- Task statement:
With the images removed, repeat the data below exactly.

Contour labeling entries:
--- begin ---

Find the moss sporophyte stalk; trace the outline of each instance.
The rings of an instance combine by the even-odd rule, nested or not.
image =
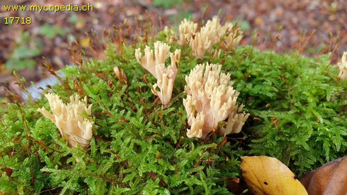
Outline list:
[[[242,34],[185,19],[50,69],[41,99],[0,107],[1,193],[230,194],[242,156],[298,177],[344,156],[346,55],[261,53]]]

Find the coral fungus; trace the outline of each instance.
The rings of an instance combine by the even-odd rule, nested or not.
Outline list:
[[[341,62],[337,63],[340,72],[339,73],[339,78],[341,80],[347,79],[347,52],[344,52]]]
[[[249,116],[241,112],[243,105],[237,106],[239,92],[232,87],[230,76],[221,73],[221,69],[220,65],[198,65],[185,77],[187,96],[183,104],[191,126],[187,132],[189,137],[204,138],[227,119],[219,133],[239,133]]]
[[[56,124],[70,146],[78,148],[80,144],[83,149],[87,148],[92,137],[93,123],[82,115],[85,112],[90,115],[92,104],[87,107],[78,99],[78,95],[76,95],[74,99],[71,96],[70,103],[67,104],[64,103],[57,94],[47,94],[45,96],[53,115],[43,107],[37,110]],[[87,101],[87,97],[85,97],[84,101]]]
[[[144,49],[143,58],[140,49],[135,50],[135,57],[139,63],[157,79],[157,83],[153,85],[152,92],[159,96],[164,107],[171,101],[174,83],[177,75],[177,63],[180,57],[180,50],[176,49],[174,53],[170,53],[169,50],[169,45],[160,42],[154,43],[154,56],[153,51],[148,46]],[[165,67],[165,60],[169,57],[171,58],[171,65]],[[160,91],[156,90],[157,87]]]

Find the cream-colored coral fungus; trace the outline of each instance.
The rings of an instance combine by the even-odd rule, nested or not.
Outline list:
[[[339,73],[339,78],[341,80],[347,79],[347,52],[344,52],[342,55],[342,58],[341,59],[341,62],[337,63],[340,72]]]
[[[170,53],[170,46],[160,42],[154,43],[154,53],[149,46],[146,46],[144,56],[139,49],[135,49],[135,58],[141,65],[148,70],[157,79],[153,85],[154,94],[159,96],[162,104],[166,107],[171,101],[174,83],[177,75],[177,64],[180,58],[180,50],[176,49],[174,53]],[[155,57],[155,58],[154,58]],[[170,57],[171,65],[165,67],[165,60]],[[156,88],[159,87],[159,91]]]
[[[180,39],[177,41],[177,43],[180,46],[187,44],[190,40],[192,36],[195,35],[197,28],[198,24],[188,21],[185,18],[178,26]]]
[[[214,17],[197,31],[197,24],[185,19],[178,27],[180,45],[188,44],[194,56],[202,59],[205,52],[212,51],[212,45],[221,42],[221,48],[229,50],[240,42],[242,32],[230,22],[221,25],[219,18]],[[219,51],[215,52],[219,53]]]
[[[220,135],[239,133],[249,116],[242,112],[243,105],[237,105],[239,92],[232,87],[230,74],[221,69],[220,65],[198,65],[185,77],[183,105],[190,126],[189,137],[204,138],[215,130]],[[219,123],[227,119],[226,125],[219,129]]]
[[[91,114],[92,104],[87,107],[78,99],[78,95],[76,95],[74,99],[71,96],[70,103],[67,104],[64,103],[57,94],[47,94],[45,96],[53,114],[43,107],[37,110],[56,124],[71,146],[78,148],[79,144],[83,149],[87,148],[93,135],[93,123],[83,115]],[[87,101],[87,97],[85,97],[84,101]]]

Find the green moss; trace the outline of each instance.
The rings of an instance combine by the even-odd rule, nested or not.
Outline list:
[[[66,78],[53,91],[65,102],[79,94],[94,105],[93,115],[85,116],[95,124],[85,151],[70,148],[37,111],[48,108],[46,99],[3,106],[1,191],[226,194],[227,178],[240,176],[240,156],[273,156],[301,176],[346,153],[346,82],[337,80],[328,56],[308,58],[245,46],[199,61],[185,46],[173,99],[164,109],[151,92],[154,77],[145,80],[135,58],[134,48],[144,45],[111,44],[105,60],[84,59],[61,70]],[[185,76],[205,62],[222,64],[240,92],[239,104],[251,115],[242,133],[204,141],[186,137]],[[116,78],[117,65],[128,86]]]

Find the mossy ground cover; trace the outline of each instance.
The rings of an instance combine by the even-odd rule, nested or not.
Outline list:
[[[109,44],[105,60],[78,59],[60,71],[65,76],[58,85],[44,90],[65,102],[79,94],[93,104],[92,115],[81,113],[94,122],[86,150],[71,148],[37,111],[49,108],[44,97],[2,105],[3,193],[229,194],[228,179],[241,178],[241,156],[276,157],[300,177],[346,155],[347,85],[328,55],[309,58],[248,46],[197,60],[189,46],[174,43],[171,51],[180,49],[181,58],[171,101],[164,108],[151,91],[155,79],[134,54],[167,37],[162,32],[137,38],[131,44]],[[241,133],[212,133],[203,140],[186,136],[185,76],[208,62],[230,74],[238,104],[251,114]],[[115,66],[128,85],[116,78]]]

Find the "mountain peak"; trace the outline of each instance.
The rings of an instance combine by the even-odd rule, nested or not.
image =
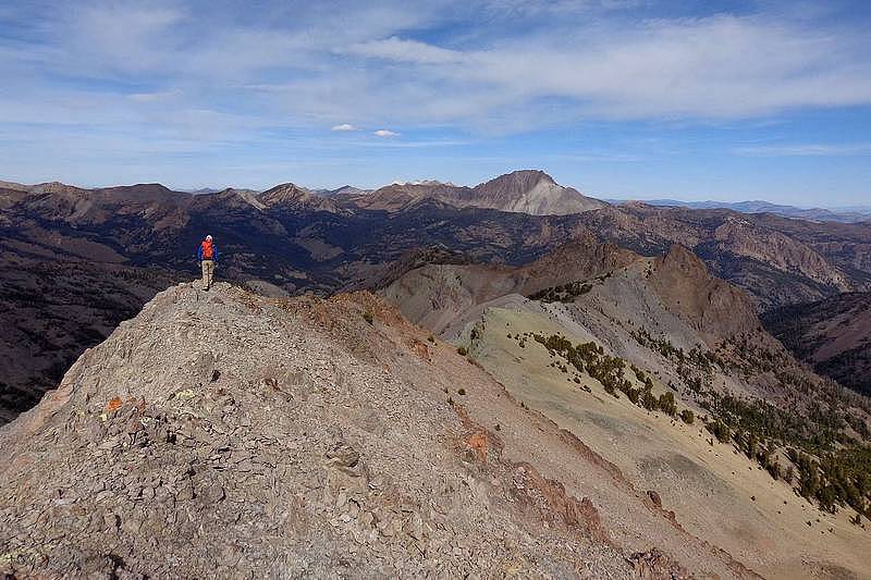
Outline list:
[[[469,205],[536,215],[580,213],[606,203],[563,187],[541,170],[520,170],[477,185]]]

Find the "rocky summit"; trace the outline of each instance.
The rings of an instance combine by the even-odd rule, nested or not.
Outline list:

--- end ---

- Answer to this problem:
Find the moss sporophyte stalk; trace the outline of each instance.
The rings of an instance combine by the even-odd rule, nested or not.
image =
Outline list:
[[[242,34],[185,19],[50,69],[41,99],[0,107],[1,193],[230,194],[242,156],[298,177],[344,156],[346,55],[261,53]]]

Find the coral fungus; trace the outline of each instance.
The rings of an instance combine by the even-odd rule, nested or not.
Outline list:
[[[341,62],[337,63],[340,72],[339,73],[339,78],[341,80],[347,79],[347,52],[344,52]]]
[[[249,116],[241,112],[243,105],[237,106],[239,92],[232,87],[230,76],[221,73],[221,69],[220,65],[198,65],[185,77],[187,96],[183,104],[191,126],[187,132],[189,137],[204,138],[227,119],[219,133],[239,133]]]
[[[56,124],[70,146],[78,148],[80,144],[83,149],[87,148],[92,137],[93,123],[82,115],[85,112],[90,115],[92,104],[87,107],[78,99],[78,95],[76,95],[74,99],[71,96],[70,103],[67,104],[64,103],[57,94],[47,94],[45,96],[53,115],[43,107],[37,110]],[[87,101],[87,97],[85,97],[84,101]]]
[[[144,49],[143,58],[140,49],[135,50],[135,57],[139,63],[157,79],[157,83],[153,85],[152,92],[159,96],[164,107],[171,101],[174,83],[177,75],[177,63],[180,57],[180,50],[176,49],[174,53],[170,53],[169,50],[169,45],[160,42],[154,43],[154,56],[153,51],[148,46]],[[165,67],[165,60],[169,57],[171,58],[171,65]],[[160,91],[156,90],[157,87]]]

Find the cream-colored coral fungus; trace the outline of each instance.
The rings of an instance combine by the even-odd rule, nested or not.
Outline list:
[[[339,73],[339,78],[341,80],[347,79],[347,52],[344,52],[342,55],[342,58],[341,59],[341,62],[337,63],[340,72]]]
[[[170,53],[170,46],[160,42],[154,43],[154,53],[149,46],[146,46],[144,56],[139,49],[135,49],[135,58],[141,65],[148,70],[157,79],[153,85],[154,94],[159,96],[162,104],[166,107],[171,101],[174,83],[177,75],[177,64],[180,58],[180,50],[176,49],[174,53]],[[155,57],[155,58],[154,58]],[[170,57],[171,65],[165,67],[165,60]],[[156,88],[159,87],[159,91]]]
[[[180,39],[177,41],[177,43],[180,46],[187,44],[190,40],[192,36],[195,35],[197,28],[198,24],[188,21],[185,18],[178,26]]]
[[[214,17],[197,31],[197,24],[185,19],[178,27],[180,45],[188,44],[194,56],[202,59],[205,52],[212,51],[212,45],[221,42],[221,48],[229,50],[240,42],[242,32],[230,22],[221,25],[219,18]],[[219,51],[215,52],[219,53]]]
[[[220,135],[239,133],[249,116],[242,112],[243,105],[237,105],[239,92],[232,87],[230,74],[221,69],[220,65],[198,65],[185,77],[183,105],[190,126],[189,137],[204,138],[215,130]],[[219,123],[227,119],[226,125],[219,129]]]
[[[91,114],[92,104],[87,107],[78,99],[78,95],[76,95],[74,99],[71,96],[70,103],[67,104],[64,103],[57,94],[47,94],[45,96],[53,114],[43,107],[37,110],[56,124],[71,146],[78,148],[79,144],[83,149],[87,148],[93,135],[93,123],[83,115]],[[87,101],[87,97],[85,97],[84,101]]]

Find the green moss; trace the outline of each instance.
The rings of an instance combine by the even-odd rule, nested or not.
Outline list:
[[[66,78],[53,91],[65,102],[79,94],[94,105],[93,115],[85,116],[95,124],[85,151],[70,148],[37,111],[48,108],[46,99],[3,106],[1,191],[226,194],[227,178],[240,176],[240,156],[273,156],[301,176],[346,153],[346,82],[337,80],[328,56],[308,58],[245,46],[199,61],[185,46],[173,99],[164,109],[151,92],[154,77],[145,80],[135,58],[134,48],[144,45],[111,44],[105,60],[84,59],[61,70]],[[185,76],[205,62],[222,64],[240,92],[239,104],[251,115],[242,133],[204,141],[186,137]],[[116,78],[117,65],[128,86]]]

Find the mossy ground cover; trace the outline of each instance.
The rings of an instance combine by the even-odd rule, nested or not.
Outline list:
[[[109,44],[105,60],[78,59],[60,71],[65,76],[58,85],[44,90],[65,102],[79,94],[93,104],[92,115],[81,113],[94,122],[86,150],[71,148],[37,111],[49,108],[44,97],[2,105],[3,193],[229,194],[228,179],[241,178],[241,156],[276,157],[300,177],[346,155],[347,85],[328,55],[309,58],[248,46],[197,60],[189,46],[174,43],[171,51],[180,49],[181,58],[171,101],[164,108],[151,91],[155,79],[134,54],[167,37],[162,32],[137,38],[131,44]],[[241,133],[212,133],[203,140],[186,136],[185,76],[208,62],[230,74],[238,104],[251,114]],[[115,66],[128,85],[116,78]]]

Find the "mountain peak"; trace the outline of each instance.
The rings of an instance combine by the even-odd rule, nested or not.
image =
Outline list:
[[[469,205],[536,215],[580,213],[606,203],[563,187],[541,170],[520,170],[477,185]]]

Find the "rocky summit"; trace the outline of each instance.
The rings of an instance combine by the even-odd rule, nested or not.
Outline list:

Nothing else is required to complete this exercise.